SHORT PROBLEM - Please copy all of the records below word for word, leaving the pictures out.

=======

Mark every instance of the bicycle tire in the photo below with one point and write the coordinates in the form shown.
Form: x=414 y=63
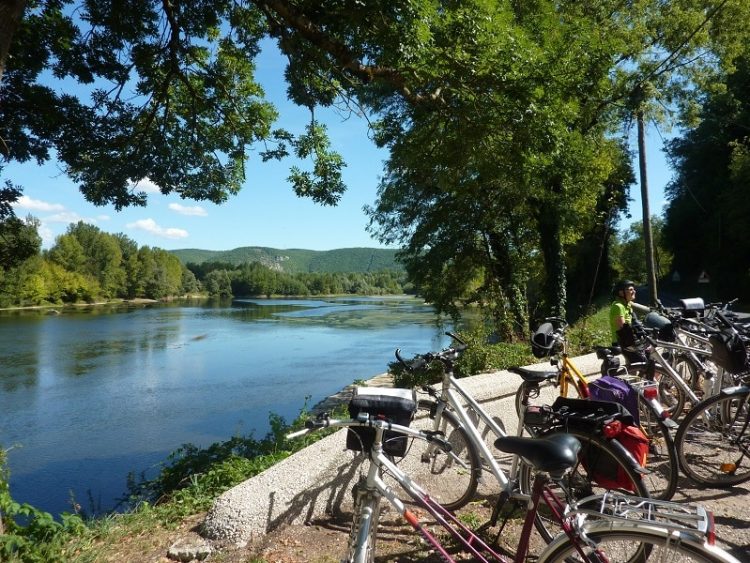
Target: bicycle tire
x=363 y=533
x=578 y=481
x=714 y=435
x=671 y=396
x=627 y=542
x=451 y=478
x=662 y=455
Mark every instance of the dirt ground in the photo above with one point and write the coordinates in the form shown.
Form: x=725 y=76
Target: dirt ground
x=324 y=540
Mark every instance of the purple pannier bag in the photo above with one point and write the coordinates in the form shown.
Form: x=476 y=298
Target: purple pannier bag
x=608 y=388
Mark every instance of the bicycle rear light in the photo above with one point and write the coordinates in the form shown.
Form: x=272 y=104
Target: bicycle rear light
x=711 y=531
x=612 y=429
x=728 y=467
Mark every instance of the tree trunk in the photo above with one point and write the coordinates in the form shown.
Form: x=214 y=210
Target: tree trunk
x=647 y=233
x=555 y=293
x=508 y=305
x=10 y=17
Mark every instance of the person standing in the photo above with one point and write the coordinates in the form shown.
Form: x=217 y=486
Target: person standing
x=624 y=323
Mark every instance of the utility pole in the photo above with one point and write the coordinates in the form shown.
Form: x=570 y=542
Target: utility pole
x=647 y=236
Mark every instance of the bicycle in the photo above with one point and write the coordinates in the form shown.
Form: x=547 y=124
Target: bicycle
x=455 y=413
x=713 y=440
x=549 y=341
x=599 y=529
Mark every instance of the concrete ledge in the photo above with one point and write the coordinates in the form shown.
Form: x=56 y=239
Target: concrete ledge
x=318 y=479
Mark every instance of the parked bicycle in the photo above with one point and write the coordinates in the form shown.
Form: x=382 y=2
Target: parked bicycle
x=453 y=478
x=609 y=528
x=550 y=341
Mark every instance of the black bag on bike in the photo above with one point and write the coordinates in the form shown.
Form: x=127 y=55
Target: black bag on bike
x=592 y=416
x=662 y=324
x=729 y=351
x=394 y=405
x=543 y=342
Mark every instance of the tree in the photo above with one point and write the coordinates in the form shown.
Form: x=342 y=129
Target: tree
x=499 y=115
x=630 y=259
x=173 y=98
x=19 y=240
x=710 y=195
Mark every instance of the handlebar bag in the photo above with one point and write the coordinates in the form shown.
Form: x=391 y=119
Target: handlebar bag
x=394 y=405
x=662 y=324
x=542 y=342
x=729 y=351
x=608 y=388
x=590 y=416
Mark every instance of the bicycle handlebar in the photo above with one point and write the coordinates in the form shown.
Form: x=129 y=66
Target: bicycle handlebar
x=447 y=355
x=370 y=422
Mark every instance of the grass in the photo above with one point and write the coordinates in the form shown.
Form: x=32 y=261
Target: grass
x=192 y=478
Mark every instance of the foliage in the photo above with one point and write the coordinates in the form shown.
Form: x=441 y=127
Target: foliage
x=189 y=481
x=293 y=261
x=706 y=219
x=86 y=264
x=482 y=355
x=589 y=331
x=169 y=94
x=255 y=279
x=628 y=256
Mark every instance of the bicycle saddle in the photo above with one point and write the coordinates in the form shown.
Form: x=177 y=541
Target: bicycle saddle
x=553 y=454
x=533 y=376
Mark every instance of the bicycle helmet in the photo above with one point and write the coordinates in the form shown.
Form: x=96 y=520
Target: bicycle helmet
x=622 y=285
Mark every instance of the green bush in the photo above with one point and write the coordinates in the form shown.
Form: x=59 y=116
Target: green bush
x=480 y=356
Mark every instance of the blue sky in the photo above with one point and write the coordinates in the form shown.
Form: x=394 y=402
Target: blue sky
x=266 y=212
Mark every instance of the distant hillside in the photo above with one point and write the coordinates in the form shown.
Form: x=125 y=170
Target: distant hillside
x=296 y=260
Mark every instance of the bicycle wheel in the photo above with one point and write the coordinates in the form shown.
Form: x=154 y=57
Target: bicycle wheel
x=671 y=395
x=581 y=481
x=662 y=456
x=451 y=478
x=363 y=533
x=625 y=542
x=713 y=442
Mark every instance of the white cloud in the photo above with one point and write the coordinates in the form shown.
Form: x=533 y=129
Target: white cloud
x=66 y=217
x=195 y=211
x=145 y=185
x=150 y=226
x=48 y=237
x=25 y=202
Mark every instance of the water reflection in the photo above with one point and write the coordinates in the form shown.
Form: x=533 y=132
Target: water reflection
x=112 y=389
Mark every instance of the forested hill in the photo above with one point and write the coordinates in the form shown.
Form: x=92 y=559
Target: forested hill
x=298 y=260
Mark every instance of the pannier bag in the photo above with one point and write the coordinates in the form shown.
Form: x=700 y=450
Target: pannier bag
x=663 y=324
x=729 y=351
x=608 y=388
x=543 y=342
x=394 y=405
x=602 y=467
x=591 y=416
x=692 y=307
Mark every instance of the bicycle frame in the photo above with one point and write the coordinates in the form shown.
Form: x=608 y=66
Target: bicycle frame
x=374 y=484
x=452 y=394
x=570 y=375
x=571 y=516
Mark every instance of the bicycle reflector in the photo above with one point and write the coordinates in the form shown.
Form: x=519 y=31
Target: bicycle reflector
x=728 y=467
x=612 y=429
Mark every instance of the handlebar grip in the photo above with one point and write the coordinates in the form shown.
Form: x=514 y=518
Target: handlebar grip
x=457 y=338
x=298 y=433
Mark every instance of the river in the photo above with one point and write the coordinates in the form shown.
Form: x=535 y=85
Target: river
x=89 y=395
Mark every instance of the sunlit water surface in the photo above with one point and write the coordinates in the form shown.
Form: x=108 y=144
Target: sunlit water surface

=======

THE SOLUTION -
Mark every instance of the bicycle tire in the photo below with one point and write the coordinates in the form shown.
Form: x=414 y=63
Target: bicycle tire
x=363 y=533
x=578 y=481
x=714 y=435
x=671 y=396
x=627 y=542
x=451 y=478
x=662 y=455
Mark every instance of the dirt ground in the photo above with one point and write the coordinates in the form shown.
Form: x=725 y=76
Target: dirt ground
x=324 y=540
Mark every instance of the purple pannier bag in the photo above with one point and write the coordinates in the form shown.
Form: x=476 y=298
Target: purple pannier bag
x=608 y=388
Mark every instance of the bicycle rear light in the photo above with one point and write the coordinates in the form shown.
Form: x=272 y=104
Target: bicycle rear light
x=711 y=531
x=612 y=429
x=728 y=467
Mark every instance of the tree trunk in the photo above with one point and write the coordinates in the form shown.
Form: x=214 y=210
Target: tree trunk
x=647 y=233
x=555 y=293
x=508 y=305
x=10 y=17
Mark every instance of the person standing in the photo above with one point and write the coordinates in the form shown.
Form: x=217 y=486
Target: person standing
x=624 y=323
Mark every instance of the utility pole in the photo above with one point and write the coordinates in the form shown.
Form: x=570 y=542
Target: utility pole
x=647 y=236
Mark every instance of the bicycle in the photo above with one point and write the coordinates in the form shown.
Form: x=547 y=124
Target: bicycle
x=455 y=413
x=713 y=440
x=549 y=341
x=599 y=529
Mark every instance of the concrete ledge in the photo above with one point and write the coordinates in the form shown.
Form: x=56 y=239
Target: concrete ledge
x=318 y=479
Mark every instance of the parked bicycle in the photo above with one point and write the coordinates in the form shown.
Form: x=382 y=2
Target: parked bicycle
x=453 y=478
x=609 y=528
x=550 y=341
Mark every instance of the black bag on bike in the photo above with one point and write the coordinates in the form shown.
Form: x=127 y=55
Target: black bag on bike
x=592 y=416
x=662 y=324
x=729 y=351
x=394 y=405
x=543 y=342
Mark every instance of the tree in the photo above with one point and write the coordinates in the form shown.
Form: x=342 y=129
Target: tree
x=499 y=115
x=630 y=259
x=173 y=98
x=19 y=240
x=710 y=195
Mark every instance of the handlebar bag in the photo above with one point and write the coordinates in the form shown.
Form: x=391 y=119
Target: handlebar bag
x=394 y=405
x=662 y=324
x=542 y=342
x=729 y=351
x=608 y=388
x=590 y=416
Mark every instance of the bicycle handlebar in the photo above with one point and write the coordinates in the form shown.
Form: x=129 y=66
Target: bicycle handlebar
x=447 y=355
x=370 y=422
Mark every instance of the grass in the photo above with one point and write the coordinates in the form shown.
Form: x=32 y=261
Target: grass
x=192 y=478
Mark every instance of the foliage in the photo above with one point and write the coordinates in the form shown.
Form: x=441 y=127
Target: foliage
x=189 y=481
x=293 y=261
x=706 y=219
x=86 y=264
x=482 y=355
x=589 y=331
x=169 y=94
x=255 y=279
x=628 y=256
Mark every instance of the bicycle saddle in the photo above with one point and write the coordinates in the form shown.
Form: x=177 y=541
Target: bicycle saddle
x=553 y=454
x=533 y=376
Mark every instance of the bicycle helmet in the photo above with one point and write the coordinates in the form shown.
Form: x=96 y=520
Target: bicycle helmet
x=622 y=285
Mark every instance of the green bush in the photo above with one point and write the coordinates in the form shown.
Form: x=59 y=116
Target: green bush
x=480 y=356
Mark every instance of the blue sky in the photo above with one point and write the coordinates in the form shown.
Form: x=394 y=402
Target: blue sky
x=266 y=212
Mark every instance of the distant hillside in the photo above with one point and write the coordinates in the form shown.
Form: x=125 y=170
Target: distant hillside
x=296 y=260
Mark every instance of the bicycle wheel in the photo above with one point and write the coordinates in the form shown.
Form: x=154 y=57
Target: bicycle wheel
x=671 y=395
x=581 y=481
x=662 y=456
x=451 y=478
x=363 y=533
x=625 y=542
x=713 y=442
Mark every instance of the white cloud in the photo above with one point and write the coordinates in the form shown.
Form: x=533 y=129
Target: white cloud
x=66 y=217
x=195 y=211
x=145 y=185
x=150 y=226
x=48 y=237
x=25 y=202
Mark every instance of the water reflection in the photo above with one point and write the coordinates in the form shown.
Form: x=533 y=132
Target: water reflection
x=112 y=389
Mark every instance of the forested hill in the photo above with one point and write the coordinates in the form shown.
Form: x=92 y=559
Target: forested hill
x=298 y=260
Mark every instance of the pannier bag in the photo above with one point and write the coordinates in the form shown.
Form: x=700 y=450
Target: pannier bag
x=663 y=324
x=729 y=351
x=608 y=388
x=543 y=342
x=394 y=405
x=602 y=467
x=591 y=416
x=692 y=307
Mark every instance of the bicycle frame in the photo above with one point and write the coordinates in the form shown.
Form: x=608 y=66
Target: bicycle frame
x=374 y=484
x=452 y=394
x=570 y=375
x=571 y=516
Mark every instance of the bicycle reflector in the photo above with one point and write the coordinates in the form shown.
Form: x=519 y=31
Target: bicycle reflector
x=728 y=467
x=612 y=429
Mark every instance of the handlebar grip in the photo above with one point and write the coordinates in the form shown.
Form: x=514 y=518
Target: handlebar grip
x=457 y=338
x=298 y=433
Mark every instance of the river in the photo above with one point and write the coordinates in the form shown.
Form: x=535 y=85
Target: river
x=89 y=395
Mark every instance of the sunlit water surface in the photo above with one point and write the coordinates in the form shown.
Form: x=108 y=144
Target: sunlit water surface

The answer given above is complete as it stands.